Extrait du document
•••
Enfin, il convient de relever que les arguments avancés par la Commission relatifs à l’appréhension par la jurisprudence du rôle des organisations non gouvernementales qui œuvrent dans le domaine de l’environnement en tant qu’appartenant au «public concerné» portent, à titre principal, sur d’éventuelles carences dans la mise en œuvre effective des droits dont lesdites organisations peuvent se prévaloir, notamment en matière de recours juridictionnel, et se situent, en conséquence, hors le champ du grief tiré du défaut de transposition dont la Cour est exclusivement saisie.

60

Il résulte de ce qui précède que le second grief en tant qu’il concerne l’exigence de transposition des dispositions de l’article 3, point 1, de la directive 2003/35 n’est pas fondé.

Sur l’exigence de transposition des articles 3, points 3 à 6, et 4, points 2 et 3, de la directive 2003/35

— Argumentation des parties

61

Selon la Commission, les articles 3, points 3 à 6, et 4, points 2 et 3, de la directive 2003/35 n’ont pas fait l’objet d’une transposition complète.

62

S’agissant de ces dispositions, l’Irlande fait valoir qu’il y a eu transposition en ce qui concerne le régime du permis d’urbanisme, mais elle admet qu’il était encore nécessaire, au terme du délai fixé dans l’avis motivé complémentaire, de transposer ces dispositions par l’adoption de mesures législatives relatives à d’autres procédures d’autorisation.
•••
Données fournies
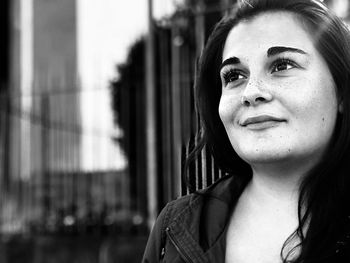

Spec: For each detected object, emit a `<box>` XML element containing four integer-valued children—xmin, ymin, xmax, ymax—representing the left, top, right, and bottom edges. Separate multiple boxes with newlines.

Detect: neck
<box><xmin>246</xmin><ymin>164</ymin><xmax>306</xmax><ymax>215</ymax></box>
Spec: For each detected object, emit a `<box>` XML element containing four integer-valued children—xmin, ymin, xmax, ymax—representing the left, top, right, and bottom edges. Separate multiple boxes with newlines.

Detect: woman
<box><xmin>143</xmin><ymin>0</ymin><xmax>350</xmax><ymax>263</ymax></box>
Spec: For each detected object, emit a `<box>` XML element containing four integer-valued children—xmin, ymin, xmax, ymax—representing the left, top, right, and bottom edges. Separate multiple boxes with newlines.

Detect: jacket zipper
<box><xmin>165</xmin><ymin>227</ymin><xmax>193</xmax><ymax>263</ymax></box>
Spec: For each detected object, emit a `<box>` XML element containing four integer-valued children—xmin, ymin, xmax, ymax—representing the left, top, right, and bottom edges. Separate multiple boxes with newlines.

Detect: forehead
<box><xmin>223</xmin><ymin>11</ymin><xmax>315</xmax><ymax>60</ymax></box>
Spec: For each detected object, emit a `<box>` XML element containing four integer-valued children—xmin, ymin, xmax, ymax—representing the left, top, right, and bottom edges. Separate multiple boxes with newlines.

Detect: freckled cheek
<box><xmin>219</xmin><ymin>97</ymin><xmax>237</xmax><ymax>125</ymax></box>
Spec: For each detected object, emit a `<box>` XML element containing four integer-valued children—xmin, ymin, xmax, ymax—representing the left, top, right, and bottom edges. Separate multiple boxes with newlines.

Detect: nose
<box><xmin>241</xmin><ymin>79</ymin><xmax>272</xmax><ymax>106</ymax></box>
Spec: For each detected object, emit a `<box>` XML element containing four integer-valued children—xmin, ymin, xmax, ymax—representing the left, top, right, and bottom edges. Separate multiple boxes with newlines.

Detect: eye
<box><xmin>271</xmin><ymin>58</ymin><xmax>296</xmax><ymax>73</ymax></box>
<box><xmin>222</xmin><ymin>69</ymin><xmax>245</xmax><ymax>85</ymax></box>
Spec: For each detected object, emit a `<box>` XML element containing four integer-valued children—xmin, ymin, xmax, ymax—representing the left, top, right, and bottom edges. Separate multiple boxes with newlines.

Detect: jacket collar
<box><xmin>168</xmin><ymin>176</ymin><xmax>249</xmax><ymax>262</ymax></box>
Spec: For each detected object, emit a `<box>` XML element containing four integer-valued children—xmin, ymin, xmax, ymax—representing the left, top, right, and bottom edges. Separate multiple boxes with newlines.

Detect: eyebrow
<box><xmin>219</xmin><ymin>46</ymin><xmax>307</xmax><ymax>72</ymax></box>
<box><xmin>219</xmin><ymin>57</ymin><xmax>241</xmax><ymax>72</ymax></box>
<box><xmin>267</xmin><ymin>46</ymin><xmax>307</xmax><ymax>57</ymax></box>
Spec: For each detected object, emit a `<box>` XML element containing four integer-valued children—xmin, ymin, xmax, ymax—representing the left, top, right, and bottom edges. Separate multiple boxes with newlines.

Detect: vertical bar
<box><xmin>171</xmin><ymin>20</ymin><xmax>182</xmax><ymax>196</ymax></box>
<box><xmin>146</xmin><ymin>0</ymin><xmax>157</xmax><ymax>227</ymax></box>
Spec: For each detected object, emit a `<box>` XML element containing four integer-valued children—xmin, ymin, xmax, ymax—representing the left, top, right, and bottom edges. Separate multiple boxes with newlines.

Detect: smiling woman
<box><xmin>144</xmin><ymin>0</ymin><xmax>350</xmax><ymax>263</ymax></box>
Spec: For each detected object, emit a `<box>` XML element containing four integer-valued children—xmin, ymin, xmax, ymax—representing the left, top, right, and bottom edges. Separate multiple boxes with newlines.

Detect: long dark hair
<box><xmin>190</xmin><ymin>0</ymin><xmax>350</xmax><ymax>262</ymax></box>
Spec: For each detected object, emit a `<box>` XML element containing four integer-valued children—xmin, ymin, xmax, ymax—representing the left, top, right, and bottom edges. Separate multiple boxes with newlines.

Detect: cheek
<box><xmin>219</xmin><ymin>96</ymin><xmax>236</xmax><ymax>126</ymax></box>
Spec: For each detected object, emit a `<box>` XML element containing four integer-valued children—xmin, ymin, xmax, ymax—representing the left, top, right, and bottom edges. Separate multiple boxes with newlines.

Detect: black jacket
<box><xmin>142</xmin><ymin>176</ymin><xmax>350</xmax><ymax>263</ymax></box>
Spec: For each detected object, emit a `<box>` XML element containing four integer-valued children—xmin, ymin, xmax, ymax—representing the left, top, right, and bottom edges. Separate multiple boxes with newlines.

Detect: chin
<box><xmin>237</xmin><ymin>148</ymin><xmax>294</xmax><ymax>164</ymax></box>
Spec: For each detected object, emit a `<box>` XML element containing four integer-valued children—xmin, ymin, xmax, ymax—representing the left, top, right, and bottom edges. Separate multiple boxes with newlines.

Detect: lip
<box><xmin>240</xmin><ymin>115</ymin><xmax>286</xmax><ymax>128</ymax></box>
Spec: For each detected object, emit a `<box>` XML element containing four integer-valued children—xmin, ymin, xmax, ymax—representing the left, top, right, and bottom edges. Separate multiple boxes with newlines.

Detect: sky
<box><xmin>77</xmin><ymin>0</ymin><xmax>179</xmax><ymax>170</ymax></box>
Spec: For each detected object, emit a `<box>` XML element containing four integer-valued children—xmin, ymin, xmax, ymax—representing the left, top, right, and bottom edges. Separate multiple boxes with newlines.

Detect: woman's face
<box><xmin>219</xmin><ymin>12</ymin><xmax>340</xmax><ymax>168</ymax></box>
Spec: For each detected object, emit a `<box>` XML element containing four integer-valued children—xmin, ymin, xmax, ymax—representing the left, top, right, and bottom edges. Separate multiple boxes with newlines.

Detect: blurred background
<box><xmin>0</xmin><ymin>0</ymin><xmax>350</xmax><ymax>263</ymax></box>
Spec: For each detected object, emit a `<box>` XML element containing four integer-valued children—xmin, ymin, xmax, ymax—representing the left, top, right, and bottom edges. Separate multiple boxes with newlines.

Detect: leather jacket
<box><xmin>142</xmin><ymin>176</ymin><xmax>350</xmax><ymax>263</ymax></box>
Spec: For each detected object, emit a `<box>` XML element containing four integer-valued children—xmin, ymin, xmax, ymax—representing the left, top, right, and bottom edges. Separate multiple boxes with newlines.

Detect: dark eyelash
<box><xmin>222</xmin><ymin>69</ymin><xmax>241</xmax><ymax>84</ymax></box>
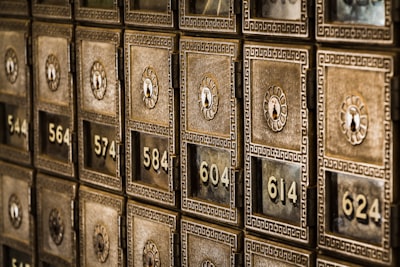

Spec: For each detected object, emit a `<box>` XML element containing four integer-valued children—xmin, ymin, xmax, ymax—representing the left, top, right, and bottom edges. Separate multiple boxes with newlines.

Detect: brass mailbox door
<box><xmin>181</xmin><ymin>217</ymin><xmax>243</xmax><ymax>267</ymax></box>
<box><xmin>0</xmin><ymin>162</ymin><xmax>36</xmax><ymax>266</ymax></box>
<box><xmin>36</xmin><ymin>174</ymin><xmax>78</xmax><ymax>267</ymax></box>
<box><xmin>76</xmin><ymin>27</ymin><xmax>123</xmax><ymax>191</ymax></box>
<box><xmin>32</xmin><ymin>0</ymin><xmax>72</xmax><ymax>19</ymax></box>
<box><xmin>33</xmin><ymin>22</ymin><xmax>76</xmax><ymax>178</ymax></box>
<box><xmin>79</xmin><ymin>186</ymin><xmax>125</xmax><ymax>267</ymax></box>
<box><xmin>180</xmin><ymin>37</ymin><xmax>243</xmax><ymax>225</ymax></box>
<box><xmin>124</xmin><ymin>0</ymin><xmax>177</xmax><ymax>28</ymax></box>
<box><xmin>0</xmin><ymin>19</ymin><xmax>32</xmax><ymax>165</ymax></box>
<box><xmin>125</xmin><ymin>31</ymin><xmax>179</xmax><ymax>206</ymax></box>
<box><xmin>244</xmin><ymin>42</ymin><xmax>315</xmax><ymax>245</ymax></box>
<box><xmin>315</xmin><ymin>0</ymin><xmax>396</xmax><ymax>45</ymax></box>
<box><xmin>244</xmin><ymin>235</ymin><xmax>315</xmax><ymax>267</ymax></box>
<box><xmin>317</xmin><ymin>49</ymin><xmax>397</xmax><ymax>265</ymax></box>
<box><xmin>242</xmin><ymin>0</ymin><xmax>315</xmax><ymax>39</ymax></box>
<box><xmin>127</xmin><ymin>200</ymin><xmax>180</xmax><ymax>267</ymax></box>
<box><xmin>179</xmin><ymin>0</ymin><xmax>241</xmax><ymax>33</ymax></box>
<box><xmin>74</xmin><ymin>0</ymin><xmax>123</xmax><ymax>24</ymax></box>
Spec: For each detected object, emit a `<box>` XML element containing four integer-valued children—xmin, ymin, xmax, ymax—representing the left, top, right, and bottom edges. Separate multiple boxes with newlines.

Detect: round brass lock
<box><xmin>93</xmin><ymin>224</ymin><xmax>110</xmax><ymax>263</ymax></box>
<box><xmin>4</xmin><ymin>48</ymin><xmax>18</xmax><ymax>83</ymax></box>
<box><xmin>8</xmin><ymin>194</ymin><xmax>22</xmax><ymax>229</ymax></box>
<box><xmin>143</xmin><ymin>240</ymin><xmax>161</xmax><ymax>267</ymax></box>
<box><xmin>339</xmin><ymin>95</ymin><xmax>368</xmax><ymax>145</ymax></box>
<box><xmin>46</xmin><ymin>54</ymin><xmax>60</xmax><ymax>91</ymax></box>
<box><xmin>263</xmin><ymin>85</ymin><xmax>288</xmax><ymax>132</ymax></box>
<box><xmin>49</xmin><ymin>208</ymin><xmax>64</xmax><ymax>246</ymax></box>
<box><xmin>199</xmin><ymin>74</ymin><xmax>219</xmax><ymax>120</ymax></box>
<box><xmin>141</xmin><ymin>66</ymin><xmax>158</xmax><ymax>109</ymax></box>
<box><xmin>90</xmin><ymin>61</ymin><xmax>107</xmax><ymax>100</ymax></box>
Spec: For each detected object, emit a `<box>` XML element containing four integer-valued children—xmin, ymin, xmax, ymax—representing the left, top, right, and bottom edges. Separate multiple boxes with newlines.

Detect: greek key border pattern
<box><xmin>243</xmin><ymin>0</ymin><xmax>310</xmax><ymax>38</ymax></box>
<box><xmin>316</xmin><ymin>0</ymin><xmax>394</xmax><ymax>44</ymax></box>
<box><xmin>317</xmin><ymin>50</ymin><xmax>394</xmax><ymax>263</ymax></box>
<box><xmin>244</xmin><ymin>43</ymin><xmax>309</xmax><ymax>242</ymax></box>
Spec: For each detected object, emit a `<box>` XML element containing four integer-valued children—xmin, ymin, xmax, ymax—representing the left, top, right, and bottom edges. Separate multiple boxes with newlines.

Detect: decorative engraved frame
<box><xmin>124</xmin><ymin>0</ymin><xmax>176</xmax><ymax>28</ymax></box>
<box><xmin>0</xmin><ymin>161</ymin><xmax>36</xmax><ymax>266</ymax></box>
<box><xmin>125</xmin><ymin>31</ymin><xmax>179</xmax><ymax>206</ymax></box>
<box><xmin>36</xmin><ymin>174</ymin><xmax>78</xmax><ymax>267</ymax></box>
<box><xmin>244</xmin><ymin>235</ymin><xmax>315</xmax><ymax>267</ymax></box>
<box><xmin>79</xmin><ymin>186</ymin><xmax>125</xmax><ymax>267</ymax></box>
<box><xmin>244</xmin><ymin>43</ymin><xmax>315</xmax><ymax>244</ymax></box>
<box><xmin>0</xmin><ymin>19</ymin><xmax>33</xmax><ymax>165</ymax></box>
<box><xmin>315</xmin><ymin>0</ymin><xmax>395</xmax><ymax>45</ymax></box>
<box><xmin>32</xmin><ymin>22</ymin><xmax>76</xmax><ymax>178</ymax></box>
<box><xmin>317</xmin><ymin>49</ymin><xmax>395</xmax><ymax>264</ymax></box>
<box><xmin>126</xmin><ymin>200</ymin><xmax>180</xmax><ymax>266</ymax></box>
<box><xmin>32</xmin><ymin>0</ymin><xmax>72</xmax><ymax>19</ymax></box>
<box><xmin>180</xmin><ymin>38</ymin><xmax>243</xmax><ymax>225</ymax></box>
<box><xmin>74</xmin><ymin>0</ymin><xmax>121</xmax><ymax>24</ymax></box>
<box><xmin>181</xmin><ymin>217</ymin><xmax>243</xmax><ymax>266</ymax></box>
<box><xmin>179</xmin><ymin>0</ymin><xmax>239</xmax><ymax>33</ymax></box>
<box><xmin>242</xmin><ymin>0</ymin><xmax>314</xmax><ymax>38</ymax></box>
<box><xmin>75</xmin><ymin>27</ymin><xmax>124</xmax><ymax>194</ymax></box>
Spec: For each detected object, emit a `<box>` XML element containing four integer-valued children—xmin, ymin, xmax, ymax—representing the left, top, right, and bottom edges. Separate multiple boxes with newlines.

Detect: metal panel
<box><xmin>127</xmin><ymin>201</ymin><xmax>180</xmax><ymax>266</ymax></box>
<box><xmin>317</xmin><ymin>49</ymin><xmax>398</xmax><ymax>265</ymax></box>
<box><xmin>36</xmin><ymin>174</ymin><xmax>78</xmax><ymax>267</ymax></box>
<box><xmin>125</xmin><ymin>31</ymin><xmax>179</xmax><ymax>206</ymax></box>
<box><xmin>181</xmin><ymin>217</ymin><xmax>243</xmax><ymax>267</ymax></box>
<box><xmin>180</xmin><ymin>37</ymin><xmax>243</xmax><ymax>225</ymax></box>
<box><xmin>33</xmin><ymin>22</ymin><xmax>77</xmax><ymax>177</ymax></box>
<box><xmin>0</xmin><ymin>162</ymin><xmax>36</xmax><ymax>266</ymax></box>
<box><xmin>0</xmin><ymin>19</ymin><xmax>32</xmax><ymax>164</ymax></box>
<box><xmin>76</xmin><ymin>27</ymin><xmax>123</xmax><ymax>191</ymax></box>
<box><xmin>244</xmin><ymin>43</ymin><xmax>315</xmax><ymax>245</ymax></box>
<box><xmin>79</xmin><ymin>186</ymin><xmax>125</xmax><ymax>267</ymax></box>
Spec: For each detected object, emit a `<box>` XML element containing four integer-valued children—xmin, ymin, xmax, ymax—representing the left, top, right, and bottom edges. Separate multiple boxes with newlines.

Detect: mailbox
<box><xmin>33</xmin><ymin>22</ymin><xmax>77</xmax><ymax>178</ymax></box>
<box><xmin>74</xmin><ymin>0</ymin><xmax>121</xmax><ymax>24</ymax></box>
<box><xmin>76</xmin><ymin>27</ymin><xmax>123</xmax><ymax>191</ymax></box>
<box><xmin>0</xmin><ymin>19</ymin><xmax>32</xmax><ymax>165</ymax></box>
<box><xmin>127</xmin><ymin>200</ymin><xmax>180</xmax><ymax>266</ymax></box>
<box><xmin>244</xmin><ymin>235</ymin><xmax>315</xmax><ymax>267</ymax></box>
<box><xmin>36</xmin><ymin>174</ymin><xmax>78</xmax><ymax>267</ymax></box>
<box><xmin>180</xmin><ymin>37</ymin><xmax>243</xmax><ymax>225</ymax></box>
<box><xmin>124</xmin><ymin>0</ymin><xmax>177</xmax><ymax>28</ymax></box>
<box><xmin>125</xmin><ymin>31</ymin><xmax>179</xmax><ymax>206</ymax></box>
<box><xmin>32</xmin><ymin>0</ymin><xmax>72</xmax><ymax>20</ymax></box>
<box><xmin>181</xmin><ymin>217</ymin><xmax>243</xmax><ymax>267</ymax></box>
<box><xmin>242</xmin><ymin>0</ymin><xmax>315</xmax><ymax>39</ymax></box>
<box><xmin>0</xmin><ymin>162</ymin><xmax>36</xmax><ymax>267</ymax></box>
<box><xmin>179</xmin><ymin>0</ymin><xmax>241</xmax><ymax>33</ymax></box>
<box><xmin>244</xmin><ymin>42</ymin><xmax>316</xmax><ymax>245</ymax></box>
<box><xmin>315</xmin><ymin>0</ymin><xmax>397</xmax><ymax>45</ymax></box>
<box><xmin>317</xmin><ymin>49</ymin><xmax>398</xmax><ymax>265</ymax></box>
<box><xmin>79</xmin><ymin>186</ymin><xmax>125</xmax><ymax>267</ymax></box>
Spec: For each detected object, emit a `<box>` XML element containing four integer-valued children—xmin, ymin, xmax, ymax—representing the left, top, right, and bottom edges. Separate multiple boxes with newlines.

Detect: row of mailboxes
<box><xmin>0</xmin><ymin>0</ymin><xmax>399</xmax><ymax>45</ymax></box>
<box><xmin>0</xmin><ymin>20</ymin><xmax>399</xmax><ymax>264</ymax></box>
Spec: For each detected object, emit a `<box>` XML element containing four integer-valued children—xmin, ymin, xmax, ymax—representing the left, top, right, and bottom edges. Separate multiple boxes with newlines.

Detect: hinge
<box><xmin>307</xmin><ymin>186</ymin><xmax>317</xmax><ymax>227</ymax></box>
<box><xmin>234</xmin><ymin>170</ymin><xmax>243</xmax><ymax>208</ymax></box>
<box><xmin>390</xmin><ymin>204</ymin><xmax>400</xmax><ymax>248</ymax></box>
<box><xmin>306</xmin><ymin>68</ymin><xmax>317</xmax><ymax>110</ymax></box>
<box><xmin>171</xmin><ymin>52</ymin><xmax>179</xmax><ymax>88</ymax></box>
<box><xmin>390</xmin><ymin>76</ymin><xmax>400</xmax><ymax>121</ymax></box>
<box><xmin>118</xmin><ymin>216</ymin><xmax>126</xmax><ymax>248</ymax></box>
<box><xmin>235</xmin><ymin>60</ymin><xmax>243</xmax><ymax>98</ymax></box>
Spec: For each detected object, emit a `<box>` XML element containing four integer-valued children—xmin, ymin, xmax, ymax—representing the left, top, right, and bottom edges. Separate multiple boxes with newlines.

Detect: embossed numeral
<box><xmin>342</xmin><ymin>191</ymin><xmax>381</xmax><ymax>224</ymax></box>
<box><xmin>200</xmin><ymin>161</ymin><xmax>229</xmax><ymax>187</ymax></box>
<box><xmin>268</xmin><ymin>176</ymin><xmax>298</xmax><ymax>204</ymax></box>
<box><xmin>143</xmin><ymin>146</ymin><xmax>168</xmax><ymax>172</ymax></box>
<box><xmin>93</xmin><ymin>134</ymin><xmax>117</xmax><ymax>160</ymax></box>
<box><xmin>7</xmin><ymin>114</ymin><xmax>28</xmax><ymax>137</ymax></box>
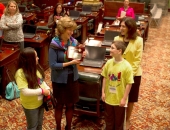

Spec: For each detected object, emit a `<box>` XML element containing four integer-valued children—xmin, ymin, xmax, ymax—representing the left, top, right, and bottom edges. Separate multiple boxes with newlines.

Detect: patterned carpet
<box><xmin>0</xmin><ymin>13</ymin><xmax>170</xmax><ymax>130</ymax></box>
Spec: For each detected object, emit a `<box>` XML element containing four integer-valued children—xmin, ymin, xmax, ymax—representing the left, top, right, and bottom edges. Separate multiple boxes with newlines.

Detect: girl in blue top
<box><xmin>49</xmin><ymin>17</ymin><xmax>84</xmax><ymax>130</ymax></box>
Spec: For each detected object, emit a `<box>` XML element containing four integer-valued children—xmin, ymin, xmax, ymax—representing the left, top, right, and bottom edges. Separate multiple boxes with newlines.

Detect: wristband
<box><xmin>41</xmin><ymin>88</ymin><xmax>44</xmax><ymax>95</ymax></box>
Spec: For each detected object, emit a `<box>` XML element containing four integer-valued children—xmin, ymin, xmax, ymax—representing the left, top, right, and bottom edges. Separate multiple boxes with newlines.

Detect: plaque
<box><xmin>67</xmin><ymin>46</ymin><xmax>84</xmax><ymax>61</ymax></box>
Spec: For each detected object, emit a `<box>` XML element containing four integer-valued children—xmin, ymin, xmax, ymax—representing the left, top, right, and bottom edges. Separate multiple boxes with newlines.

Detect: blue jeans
<box><xmin>23</xmin><ymin>105</ymin><xmax>44</xmax><ymax>130</ymax></box>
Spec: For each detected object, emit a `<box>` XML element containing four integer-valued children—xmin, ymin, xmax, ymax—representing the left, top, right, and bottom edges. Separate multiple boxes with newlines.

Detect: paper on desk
<box><xmin>114</xmin><ymin>20</ymin><xmax>120</xmax><ymax>26</ymax></box>
<box><xmin>120</xmin><ymin>11</ymin><xmax>126</xmax><ymax>18</ymax></box>
<box><xmin>86</xmin><ymin>40</ymin><xmax>101</xmax><ymax>46</ymax></box>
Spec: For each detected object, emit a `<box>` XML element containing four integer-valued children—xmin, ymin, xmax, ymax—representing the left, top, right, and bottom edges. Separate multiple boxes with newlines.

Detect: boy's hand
<box><xmin>119</xmin><ymin>98</ymin><xmax>126</xmax><ymax>107</ymax></box>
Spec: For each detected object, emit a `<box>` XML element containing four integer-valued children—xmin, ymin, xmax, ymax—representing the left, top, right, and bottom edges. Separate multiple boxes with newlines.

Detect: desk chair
<box><xmin>74</xmin><ymin>72</ymin><xmax>103</xmax><ymax>117</ymax></box>
<box><xmin>87</xmin><ymin>19</ymin><xmax>94</xmax><ymax>34</ymax></box>
<box><xmin>73</xmin><ymin>25</ymin><xmax>82</xmax><ymax>38</ymax></box>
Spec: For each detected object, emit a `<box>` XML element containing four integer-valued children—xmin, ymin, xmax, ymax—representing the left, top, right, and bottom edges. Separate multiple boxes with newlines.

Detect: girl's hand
<box><xmin>71</xmin><ymin>60</ymin><xmax>81</xmax><ymax>64</ymax></box>
<box><xmin>119</xmin><ymin>98</ymin><xmax>126</xmax><ymax>107</ymax></box>
<box><xmin>102</xmin><ymin>93</ymin><xmax>105</xmax><ymax>102</ymax></box>
<box><xmin>42</xmin><ymin>88</ymin><xmax>50</xmax><ymax>96</ymax></box>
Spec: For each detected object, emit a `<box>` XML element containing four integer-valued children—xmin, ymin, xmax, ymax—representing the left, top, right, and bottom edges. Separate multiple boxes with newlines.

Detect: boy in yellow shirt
<box><xmin>101</xmin><ymin>41</ymin><xmax>134</xmax><ymax>130</ymax></box>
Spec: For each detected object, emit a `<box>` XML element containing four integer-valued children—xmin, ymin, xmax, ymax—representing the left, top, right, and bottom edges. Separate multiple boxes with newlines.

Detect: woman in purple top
<box><xmin>116</xmin><ymin>0</ymin><xmax>135</xmax><ymax>20</ymax></box>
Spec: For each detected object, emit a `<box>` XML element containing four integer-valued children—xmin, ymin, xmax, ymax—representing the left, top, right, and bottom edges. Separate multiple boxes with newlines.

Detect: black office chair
<box><xmin>74</xmin><ymin>72</ymin><xmax>104</xmax><ymax>117</ymax></box>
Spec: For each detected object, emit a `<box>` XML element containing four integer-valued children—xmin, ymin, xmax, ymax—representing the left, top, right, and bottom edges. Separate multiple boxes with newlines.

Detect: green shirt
<box><xmin>101</xmin><ymin>58</ymin><xmax>134</xmax><ymax>106</ymax></box>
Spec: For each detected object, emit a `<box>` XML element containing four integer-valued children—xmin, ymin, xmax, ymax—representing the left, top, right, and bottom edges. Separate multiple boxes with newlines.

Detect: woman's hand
•••
Tâche 1
Recopiez tel quel le passage de l'extrait, depuis « Enfin, il convient » jusqu'à « n’est pas fondé. ».
Tâche 2
Donnez tous les numéros de paragraphe qui apparaissent dans l'extrait.

Réponse écrite 1
Enfin, il convient de relever que les arguments avancés par la Commission relatifs à l’appréhension par la jurisprudence du rôle des organisations non gouvernementales qui œuvrent dans le domaine de l’environnement en tant qu’appartenant au «public concerné» portent, à titre principal, sur d’éventuelles carences dans la mise en œuvre effective des droits dont lesdites organisations peuvent se prévaloir, notamment en matière de recours juridictionnel, et se situent, en conséquence, hors le champ du grief tiré du défaut de transposition dont la Cour est exclusivement saisie.

60

Il résulte de ce qui précède que le second grief en tant qu’il concerne l’exigence de transposition des dispositions de l’article 3, point 1, de la directive 2003/35 n’est pas fondé.

Réponse écrite 2
60, 61, 62